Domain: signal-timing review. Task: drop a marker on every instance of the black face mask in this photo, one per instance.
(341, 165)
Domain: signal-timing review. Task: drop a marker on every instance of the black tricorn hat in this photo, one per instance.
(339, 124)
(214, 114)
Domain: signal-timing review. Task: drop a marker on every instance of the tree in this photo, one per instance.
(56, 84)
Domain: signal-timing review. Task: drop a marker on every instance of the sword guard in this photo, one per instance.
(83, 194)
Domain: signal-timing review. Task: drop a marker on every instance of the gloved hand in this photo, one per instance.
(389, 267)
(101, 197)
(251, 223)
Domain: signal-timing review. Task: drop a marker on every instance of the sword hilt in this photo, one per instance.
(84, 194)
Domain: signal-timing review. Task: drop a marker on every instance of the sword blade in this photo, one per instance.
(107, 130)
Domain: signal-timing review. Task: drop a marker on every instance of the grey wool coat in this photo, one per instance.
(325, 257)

━━━━━━

* Work instructions
Leaving every word in place, output the whole listing above.

* Result for this exercise
Domain: signal-timing review. Task: drop a marker on every instance of the black face mask in this photo, one per instance.
(341, 165)
Domain: signal-timing review. Task: drop a marker on every instance of the black tricorn hat in this photo, one per instance.
(339, 124)
(214, 114)
Domain: signal-timing review. Task: drop a marker on every instance of the tree in this photo, one per instance.
(56, 84)
Domain: signal-timing review. Task: drop a marker on every instance of the sword guard in this photo, one per instance.
(83, 194)
Domain: signal-timing review. Task: drop a marker on every instance of the gloved hand in this photo, one per instance.
(389, 267)
(101, 197)
(251, 223)
Domain: signal-timing review. Task: drop a marker on every instance of the sword hilt in this photo, one per instance.
(84, 194)
Domain: signal-timing review. Task: drop a marker on every instance of the sword blade in this photo, one per instance.
(107, 130)
Domain: signal-timing review. Task: drop a marker on every instance of the grey wool coat in this photo, one per instance.
(325, 257)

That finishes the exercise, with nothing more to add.